▸ **Supplied information**:

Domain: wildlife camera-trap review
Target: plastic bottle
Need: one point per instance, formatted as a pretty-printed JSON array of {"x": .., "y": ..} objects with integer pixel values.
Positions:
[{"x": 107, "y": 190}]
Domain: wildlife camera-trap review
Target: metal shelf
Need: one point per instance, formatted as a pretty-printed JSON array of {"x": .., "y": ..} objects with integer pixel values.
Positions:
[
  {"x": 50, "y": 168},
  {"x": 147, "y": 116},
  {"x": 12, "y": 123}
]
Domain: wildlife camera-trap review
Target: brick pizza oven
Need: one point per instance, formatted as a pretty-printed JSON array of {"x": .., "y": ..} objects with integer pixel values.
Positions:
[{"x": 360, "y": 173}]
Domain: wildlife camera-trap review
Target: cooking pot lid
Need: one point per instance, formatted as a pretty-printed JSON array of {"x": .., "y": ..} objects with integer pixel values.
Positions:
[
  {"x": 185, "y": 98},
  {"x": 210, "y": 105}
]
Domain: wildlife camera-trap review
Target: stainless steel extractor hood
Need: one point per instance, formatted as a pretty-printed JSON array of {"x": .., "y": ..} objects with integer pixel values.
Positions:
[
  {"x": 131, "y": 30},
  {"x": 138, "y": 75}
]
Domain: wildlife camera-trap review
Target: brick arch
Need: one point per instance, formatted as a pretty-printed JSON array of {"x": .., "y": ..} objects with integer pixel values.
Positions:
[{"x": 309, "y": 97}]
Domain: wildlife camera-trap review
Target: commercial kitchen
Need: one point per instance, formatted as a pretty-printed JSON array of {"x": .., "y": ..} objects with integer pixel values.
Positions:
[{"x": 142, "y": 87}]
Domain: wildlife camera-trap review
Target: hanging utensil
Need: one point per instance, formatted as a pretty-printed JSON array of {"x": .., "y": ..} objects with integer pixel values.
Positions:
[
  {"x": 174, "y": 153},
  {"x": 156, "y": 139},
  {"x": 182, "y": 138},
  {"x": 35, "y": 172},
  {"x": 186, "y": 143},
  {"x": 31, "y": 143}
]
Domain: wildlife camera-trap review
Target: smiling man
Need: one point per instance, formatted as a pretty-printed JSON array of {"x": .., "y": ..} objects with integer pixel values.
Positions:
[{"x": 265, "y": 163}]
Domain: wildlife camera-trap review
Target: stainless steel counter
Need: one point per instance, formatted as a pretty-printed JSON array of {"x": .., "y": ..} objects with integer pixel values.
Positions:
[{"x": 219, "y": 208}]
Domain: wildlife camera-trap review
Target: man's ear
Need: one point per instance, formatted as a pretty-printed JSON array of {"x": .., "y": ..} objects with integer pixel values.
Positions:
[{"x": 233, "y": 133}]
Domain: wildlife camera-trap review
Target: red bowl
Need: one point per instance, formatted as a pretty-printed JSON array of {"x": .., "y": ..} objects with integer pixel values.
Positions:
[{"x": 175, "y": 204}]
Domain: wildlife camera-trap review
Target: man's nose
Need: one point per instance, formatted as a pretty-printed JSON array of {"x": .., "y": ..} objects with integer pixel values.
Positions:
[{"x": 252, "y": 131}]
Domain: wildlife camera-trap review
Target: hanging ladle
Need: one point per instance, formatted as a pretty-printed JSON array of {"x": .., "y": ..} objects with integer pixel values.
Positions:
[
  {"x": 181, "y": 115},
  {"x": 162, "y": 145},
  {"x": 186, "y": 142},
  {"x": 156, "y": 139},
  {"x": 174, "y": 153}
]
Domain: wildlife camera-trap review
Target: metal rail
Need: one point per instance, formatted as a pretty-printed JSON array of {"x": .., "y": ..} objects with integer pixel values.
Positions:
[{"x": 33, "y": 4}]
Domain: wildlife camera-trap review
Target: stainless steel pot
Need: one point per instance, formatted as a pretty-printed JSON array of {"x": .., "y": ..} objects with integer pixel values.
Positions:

▸ **What to work on**:
From the entries above, print the lines beginning at the one with "Target: man's ear" and stopping after the one with "Target: man's nose", exactly as written and with nothing else.

▸ **Your solution**:
Target: man's ear
Need: one point per instance, formatted as a pretty-printed JSON array of {"x": .., "y": ..} objects with integer pixel values.
Positions:
[{"x": 233, "y": 133}]
Domain: wildlife camera-trap review
Target: red bowl
Need: one point per instance, formatted as a pretty-printed JSON array of {"x": .., "y": ..} objects with integer pixel values.
Positions:
[{"x": 175, "y": 204}]
Domain: wildlife camera-trap review
Target: man's nose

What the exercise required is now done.